*** Opening SELECTED EXTRACT ***

A Risk Not Worth Taking
Gosh, I saw this prompt and thought as a new mom for the entirety of a pandemic (to the week) this has been a theme in my life. We love to travel, I love to run, and we love being together with our people, BUT we have a little guy who has ben relying on me minute by minute and we have high risk family members so where do we draw the line?
It was easier to navigate at the beginning of E’s life because we were too exhausted to think about much, and my hormones were so all over the place I got to have a final say a lot of the times. And when the cases dropped late summer and early fall we felt ok traveling on a small scale to see new places. We set boundaries, no indoor dining except for the very early morning breakfast shift at Disney because not many people are up at 6:30 with a 7 month old on vacation. We said no to anywhere we needed to fly. We only rented places that had advanced cleaning protocols in place. We drew a line in the sand. For me it meant no group runs, and the one race I did that did not implement strict COVID protocols felt too risky.
But now it’s hard. E is turning 1 next month, we want to do a blow out. We are ready to travel again as cases start to drop, I want to do races which come with its own logistical nightmare. Jon has to go in more for work with his new promotion, I need a little bit more care with my running load. And now Elijah is at school some during the week. The amount of variables even for this Enneagram Eight is a lot to navigate. Oh and did I mention we still have those high risk family members that don’t want to miss out completely on E’s first year.
Maybe this isn’t about a risk not worth taking, but more about the reality that every day has 10 variables you can see and 60 you can’t. It doesn’t make planning fun like it used to, but that fact has helped me stay more grounded in the present. So whether it’s a risk you do or a risk you don’t, maybe we can all agree to live more presently and we can take that with us after the pandemic is over. If we don’t, we miss some of what God has for us in the details he cares so much about.

*** Closing SELECTED EXTRACT ***
*** Opening DATASET EXTRACT ***

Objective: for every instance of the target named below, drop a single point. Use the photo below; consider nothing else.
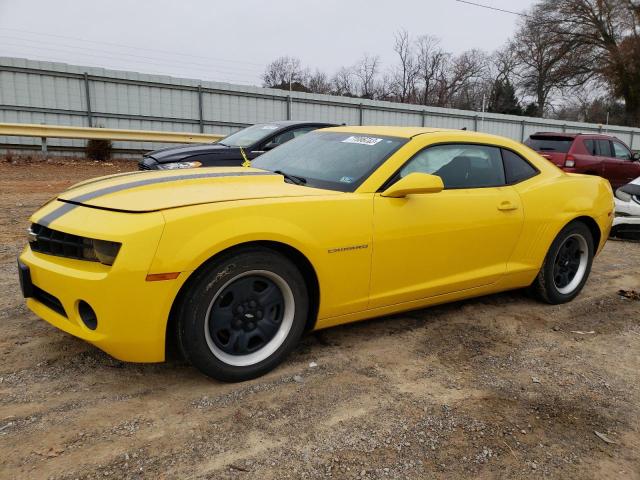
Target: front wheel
(243, 314)
(566, 266)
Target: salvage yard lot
(499, 386)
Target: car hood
(183, 152)
(152, 191)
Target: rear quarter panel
(550, 203)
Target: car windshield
(334, 160)
(549, 144)
(250, 135)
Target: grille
(49, 300)
(53, 242)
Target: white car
(626, 223)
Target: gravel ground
(496, 387)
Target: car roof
(410, 132)
(401, 132)
(571, 135)
(288, 123)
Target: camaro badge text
(345, 249)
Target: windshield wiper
(291, 178)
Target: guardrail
(89, 133)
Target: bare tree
(342, 82)
(431, 62)
(283, 73)
(610, 29)
(318, 82)
(404, 74)
(465, 84)
(547, 64)
(365, 72)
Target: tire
(242, 314)
(567, 265)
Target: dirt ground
(496, 387)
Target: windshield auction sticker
(362, 140)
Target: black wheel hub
(246, 315)
(567, 262)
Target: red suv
(602, 155)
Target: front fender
(333, 234)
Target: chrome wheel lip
(582, 266)
(278, 339)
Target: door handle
(507, 206)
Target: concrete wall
(61, 94)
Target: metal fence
(61, 94)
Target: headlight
(54, 242)
(624, 196)
(101, 251)
(105, 251)
(178, 165)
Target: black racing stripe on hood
(67, 207)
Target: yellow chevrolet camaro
(342, 224)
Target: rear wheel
(243, 314)
(566, 266)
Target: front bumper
(132, 313)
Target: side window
(590, 145)
(516, 168)
(620, 151)
(460, 166)
(603, 148)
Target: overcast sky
(233, 40)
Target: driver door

*** Closing DATASET EXTRACT ***

> _WHAT YOU WILL DO_
[1] Decide whether each statement agrees with the post about pandemic risk, answering yes or no and quoting the deciding words. (a) The family ruled out trips that required flying. (b) Indoor dining was off the table with no exceptions. (c) E turns 1 next month.
[2] Write out the passage of the post about pandemic risk that begins at the words "But now it’s" and stops after "E’s first year.", keeping it word for word.

> _SOLUTIONS TO THE PROBLEMS_
[1]
(a) Yes: "We said no to anywhere we needed to fly."
(b) No: "no indoor dining except for the very early morning breakfast shift at Disney"
(c) Yes: "E is turning 1 next month"

[2]
But now it’s hard. E is turning 1 next month, we want to do a blow out. We are ready to travel again as cases start to drop, I want to do races which come with its own logistical nightmare. Jon has to go in more for work with his new promotion, I need a little bit more care with my running load. And now Elijah is at school some during the week. The amount of variables even for this Enneagram Eight is a lot to navigate. Oh and did I mention we still have those high risk family members that don’t want to miss out completely on E’s first year.